◆ PROVIDED RECORDS:
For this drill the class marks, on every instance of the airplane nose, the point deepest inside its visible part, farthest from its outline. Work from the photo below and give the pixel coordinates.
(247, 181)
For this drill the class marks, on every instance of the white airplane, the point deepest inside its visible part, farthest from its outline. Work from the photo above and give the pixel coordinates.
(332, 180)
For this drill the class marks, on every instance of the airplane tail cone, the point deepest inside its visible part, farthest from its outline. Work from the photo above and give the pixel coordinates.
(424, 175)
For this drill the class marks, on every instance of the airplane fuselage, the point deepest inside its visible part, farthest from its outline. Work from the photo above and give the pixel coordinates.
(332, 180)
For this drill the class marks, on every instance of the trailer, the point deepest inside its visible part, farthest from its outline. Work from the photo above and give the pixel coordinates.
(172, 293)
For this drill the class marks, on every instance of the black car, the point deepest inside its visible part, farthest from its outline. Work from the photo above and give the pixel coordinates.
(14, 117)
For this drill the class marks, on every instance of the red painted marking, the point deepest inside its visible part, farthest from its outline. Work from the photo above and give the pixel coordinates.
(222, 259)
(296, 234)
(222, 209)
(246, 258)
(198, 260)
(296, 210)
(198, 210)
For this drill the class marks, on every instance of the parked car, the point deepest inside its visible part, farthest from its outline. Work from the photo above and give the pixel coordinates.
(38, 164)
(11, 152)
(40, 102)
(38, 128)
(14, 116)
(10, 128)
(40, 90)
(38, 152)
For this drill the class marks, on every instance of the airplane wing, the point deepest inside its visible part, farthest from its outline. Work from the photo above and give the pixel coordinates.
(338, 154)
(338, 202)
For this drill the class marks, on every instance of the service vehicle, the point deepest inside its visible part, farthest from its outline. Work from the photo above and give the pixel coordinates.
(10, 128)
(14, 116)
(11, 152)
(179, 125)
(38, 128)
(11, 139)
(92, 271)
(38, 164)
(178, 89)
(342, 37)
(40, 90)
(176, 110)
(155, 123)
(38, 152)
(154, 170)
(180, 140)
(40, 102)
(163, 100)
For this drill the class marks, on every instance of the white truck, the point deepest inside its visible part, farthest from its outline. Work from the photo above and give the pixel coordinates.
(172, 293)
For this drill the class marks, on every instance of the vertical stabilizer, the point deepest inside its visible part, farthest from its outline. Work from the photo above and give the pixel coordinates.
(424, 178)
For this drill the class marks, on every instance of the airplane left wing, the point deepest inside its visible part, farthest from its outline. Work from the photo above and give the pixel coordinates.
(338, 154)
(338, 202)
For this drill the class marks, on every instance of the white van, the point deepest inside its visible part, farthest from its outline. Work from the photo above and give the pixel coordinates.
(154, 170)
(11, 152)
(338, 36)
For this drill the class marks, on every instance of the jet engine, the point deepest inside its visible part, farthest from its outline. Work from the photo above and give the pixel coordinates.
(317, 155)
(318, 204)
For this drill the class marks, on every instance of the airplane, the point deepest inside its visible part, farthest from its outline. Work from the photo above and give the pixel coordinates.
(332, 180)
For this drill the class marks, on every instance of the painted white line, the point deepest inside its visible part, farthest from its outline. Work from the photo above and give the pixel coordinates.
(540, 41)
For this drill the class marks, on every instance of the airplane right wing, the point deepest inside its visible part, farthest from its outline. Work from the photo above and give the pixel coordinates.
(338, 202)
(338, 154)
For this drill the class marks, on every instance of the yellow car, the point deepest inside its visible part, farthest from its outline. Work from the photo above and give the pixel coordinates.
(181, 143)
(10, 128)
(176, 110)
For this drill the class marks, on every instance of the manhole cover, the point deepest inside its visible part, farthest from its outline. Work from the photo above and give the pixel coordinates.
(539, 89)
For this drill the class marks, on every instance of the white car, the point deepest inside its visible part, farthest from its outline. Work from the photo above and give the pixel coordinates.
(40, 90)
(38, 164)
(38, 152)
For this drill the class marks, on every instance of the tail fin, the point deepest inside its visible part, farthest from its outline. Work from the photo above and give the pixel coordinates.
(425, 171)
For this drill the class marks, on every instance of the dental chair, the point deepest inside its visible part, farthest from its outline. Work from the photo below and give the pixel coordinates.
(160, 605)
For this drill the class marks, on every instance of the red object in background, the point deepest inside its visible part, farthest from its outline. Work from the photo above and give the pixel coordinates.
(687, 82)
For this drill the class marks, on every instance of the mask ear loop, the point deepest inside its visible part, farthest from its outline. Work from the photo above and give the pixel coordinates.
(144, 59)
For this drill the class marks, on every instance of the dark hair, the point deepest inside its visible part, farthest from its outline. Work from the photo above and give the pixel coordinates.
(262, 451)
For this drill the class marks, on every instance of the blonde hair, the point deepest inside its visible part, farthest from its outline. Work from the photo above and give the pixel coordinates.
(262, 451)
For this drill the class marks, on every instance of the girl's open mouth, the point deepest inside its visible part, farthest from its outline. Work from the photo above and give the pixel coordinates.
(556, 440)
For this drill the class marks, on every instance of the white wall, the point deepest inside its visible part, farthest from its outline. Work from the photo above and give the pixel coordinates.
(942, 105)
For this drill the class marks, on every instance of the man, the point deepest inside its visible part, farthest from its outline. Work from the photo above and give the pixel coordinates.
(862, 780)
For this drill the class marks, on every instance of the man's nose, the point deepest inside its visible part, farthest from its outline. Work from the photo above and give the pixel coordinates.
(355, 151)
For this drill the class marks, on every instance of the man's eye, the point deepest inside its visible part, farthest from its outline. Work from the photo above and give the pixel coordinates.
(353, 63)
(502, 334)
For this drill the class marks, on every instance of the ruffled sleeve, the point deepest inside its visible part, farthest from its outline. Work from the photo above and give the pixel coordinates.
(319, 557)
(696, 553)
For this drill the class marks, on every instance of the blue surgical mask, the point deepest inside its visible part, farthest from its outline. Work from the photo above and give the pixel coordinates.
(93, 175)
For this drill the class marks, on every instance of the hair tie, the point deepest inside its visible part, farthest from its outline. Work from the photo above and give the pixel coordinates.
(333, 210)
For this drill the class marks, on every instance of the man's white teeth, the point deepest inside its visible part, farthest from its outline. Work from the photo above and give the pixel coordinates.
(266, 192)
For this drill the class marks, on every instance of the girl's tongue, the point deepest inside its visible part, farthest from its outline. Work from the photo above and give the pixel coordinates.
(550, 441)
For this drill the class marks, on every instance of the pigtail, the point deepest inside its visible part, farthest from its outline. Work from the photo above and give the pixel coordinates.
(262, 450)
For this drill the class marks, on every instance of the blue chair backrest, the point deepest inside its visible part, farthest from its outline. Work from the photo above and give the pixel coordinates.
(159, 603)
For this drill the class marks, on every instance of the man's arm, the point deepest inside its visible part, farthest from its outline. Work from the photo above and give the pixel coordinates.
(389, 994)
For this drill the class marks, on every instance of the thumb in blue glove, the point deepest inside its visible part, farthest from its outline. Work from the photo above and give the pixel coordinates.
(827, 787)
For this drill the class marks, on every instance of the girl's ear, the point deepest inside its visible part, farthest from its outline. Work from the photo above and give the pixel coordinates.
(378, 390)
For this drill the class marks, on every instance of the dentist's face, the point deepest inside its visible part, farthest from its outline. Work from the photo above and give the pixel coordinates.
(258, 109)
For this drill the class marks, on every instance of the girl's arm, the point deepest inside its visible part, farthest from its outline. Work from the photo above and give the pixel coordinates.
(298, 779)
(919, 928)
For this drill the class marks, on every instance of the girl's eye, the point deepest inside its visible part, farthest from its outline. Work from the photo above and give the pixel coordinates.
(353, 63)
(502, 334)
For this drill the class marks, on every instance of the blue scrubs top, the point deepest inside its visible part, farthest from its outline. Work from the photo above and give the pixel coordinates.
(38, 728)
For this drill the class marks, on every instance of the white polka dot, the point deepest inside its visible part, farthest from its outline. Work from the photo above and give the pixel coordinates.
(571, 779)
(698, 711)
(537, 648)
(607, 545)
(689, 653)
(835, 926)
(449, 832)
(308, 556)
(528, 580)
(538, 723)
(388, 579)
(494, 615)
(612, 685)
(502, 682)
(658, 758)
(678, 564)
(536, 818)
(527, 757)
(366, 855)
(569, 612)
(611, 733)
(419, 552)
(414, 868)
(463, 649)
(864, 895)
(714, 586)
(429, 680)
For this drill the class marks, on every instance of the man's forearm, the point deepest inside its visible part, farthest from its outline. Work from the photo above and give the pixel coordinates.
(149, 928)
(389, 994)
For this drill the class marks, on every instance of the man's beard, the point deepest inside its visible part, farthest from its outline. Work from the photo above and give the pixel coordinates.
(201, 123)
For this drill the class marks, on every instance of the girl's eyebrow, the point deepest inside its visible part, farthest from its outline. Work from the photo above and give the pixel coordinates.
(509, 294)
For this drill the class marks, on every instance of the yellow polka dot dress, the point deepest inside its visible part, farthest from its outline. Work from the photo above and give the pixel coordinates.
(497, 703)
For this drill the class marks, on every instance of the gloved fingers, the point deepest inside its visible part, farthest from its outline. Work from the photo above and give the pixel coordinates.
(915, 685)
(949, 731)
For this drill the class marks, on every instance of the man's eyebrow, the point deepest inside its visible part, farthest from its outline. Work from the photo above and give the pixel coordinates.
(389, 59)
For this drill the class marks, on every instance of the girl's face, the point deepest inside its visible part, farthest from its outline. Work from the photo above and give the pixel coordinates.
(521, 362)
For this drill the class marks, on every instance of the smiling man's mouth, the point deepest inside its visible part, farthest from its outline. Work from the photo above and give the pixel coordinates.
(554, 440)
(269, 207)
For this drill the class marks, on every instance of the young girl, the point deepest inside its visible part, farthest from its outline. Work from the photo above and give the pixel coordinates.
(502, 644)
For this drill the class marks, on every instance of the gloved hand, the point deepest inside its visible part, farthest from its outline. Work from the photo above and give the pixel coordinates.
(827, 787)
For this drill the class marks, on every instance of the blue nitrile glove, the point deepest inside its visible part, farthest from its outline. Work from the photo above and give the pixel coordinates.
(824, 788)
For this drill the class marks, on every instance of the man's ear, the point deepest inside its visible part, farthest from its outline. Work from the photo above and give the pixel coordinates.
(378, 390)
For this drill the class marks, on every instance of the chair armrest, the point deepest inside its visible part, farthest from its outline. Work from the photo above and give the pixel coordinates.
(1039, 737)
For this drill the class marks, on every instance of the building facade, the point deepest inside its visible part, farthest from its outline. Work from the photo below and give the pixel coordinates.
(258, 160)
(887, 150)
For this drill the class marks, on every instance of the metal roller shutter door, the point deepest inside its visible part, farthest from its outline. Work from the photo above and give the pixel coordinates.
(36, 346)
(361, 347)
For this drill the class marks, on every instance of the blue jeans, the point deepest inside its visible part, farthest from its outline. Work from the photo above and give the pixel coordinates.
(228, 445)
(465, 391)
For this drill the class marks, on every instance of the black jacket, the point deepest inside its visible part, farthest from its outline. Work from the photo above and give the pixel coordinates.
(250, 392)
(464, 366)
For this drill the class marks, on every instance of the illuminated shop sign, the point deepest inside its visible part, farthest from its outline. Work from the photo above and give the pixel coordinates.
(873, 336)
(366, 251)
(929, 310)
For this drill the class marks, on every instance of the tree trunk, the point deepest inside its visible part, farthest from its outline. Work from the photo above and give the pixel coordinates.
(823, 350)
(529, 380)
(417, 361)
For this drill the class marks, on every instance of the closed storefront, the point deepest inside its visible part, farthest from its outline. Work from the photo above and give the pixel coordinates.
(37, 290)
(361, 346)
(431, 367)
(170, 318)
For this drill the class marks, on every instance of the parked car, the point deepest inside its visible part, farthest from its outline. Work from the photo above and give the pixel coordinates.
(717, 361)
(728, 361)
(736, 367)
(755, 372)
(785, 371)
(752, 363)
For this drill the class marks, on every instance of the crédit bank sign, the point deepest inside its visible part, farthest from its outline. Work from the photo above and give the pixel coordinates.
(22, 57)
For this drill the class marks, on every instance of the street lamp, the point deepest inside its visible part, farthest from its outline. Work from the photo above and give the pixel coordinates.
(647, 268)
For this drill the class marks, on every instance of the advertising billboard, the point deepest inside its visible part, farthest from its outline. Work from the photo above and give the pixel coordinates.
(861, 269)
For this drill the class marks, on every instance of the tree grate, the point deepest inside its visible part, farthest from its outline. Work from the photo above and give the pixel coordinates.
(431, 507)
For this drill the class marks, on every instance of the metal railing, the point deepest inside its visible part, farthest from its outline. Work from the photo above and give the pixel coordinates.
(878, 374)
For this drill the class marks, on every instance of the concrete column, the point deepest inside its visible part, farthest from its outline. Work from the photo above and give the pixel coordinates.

◆ WHAT IS EXPECTED:
Give back exactly the lines from the one containing "of the crédit" to the end of the material, both ends included.

◆ RESPONSE TO THIS EXERCISE:
For this drill the class marks, on every instance of the crédit bank sign, the point deepest inside its visible part, farthest from its outline. Work from the photo above and give the pixel coordinates.
(22, 57)
For this drill the class marks, on every instance of the street lamp, the point deepest inside its visible part, farthest from its outline. Work from the photo above and give the pixel coordinates.
(647, 268)
For this drill the class marks, on every instance of the advertising billboard, the point deepest inside its visible part, farthest from its outline. Work from the photo above and give the pixel coordinates.
(861, 269)
For this drill the class marks, on every instance of the tree grate, the point deepest inside its visible part, farthest from its outline. Work from the photo above and give the pixel coordinates.
(431, 507)
For this drill the class marks, on every instance of the metal railing, the point deepest inside its visible part, farthest from its outline. Work from the photo above and give the pixel coordinates.
(878, 374)
For this drill the class marks, on every instance of the concrete column, the point deepest inside its visible part, farthest from its outline. Work from the photo above and give the pixel coordinates.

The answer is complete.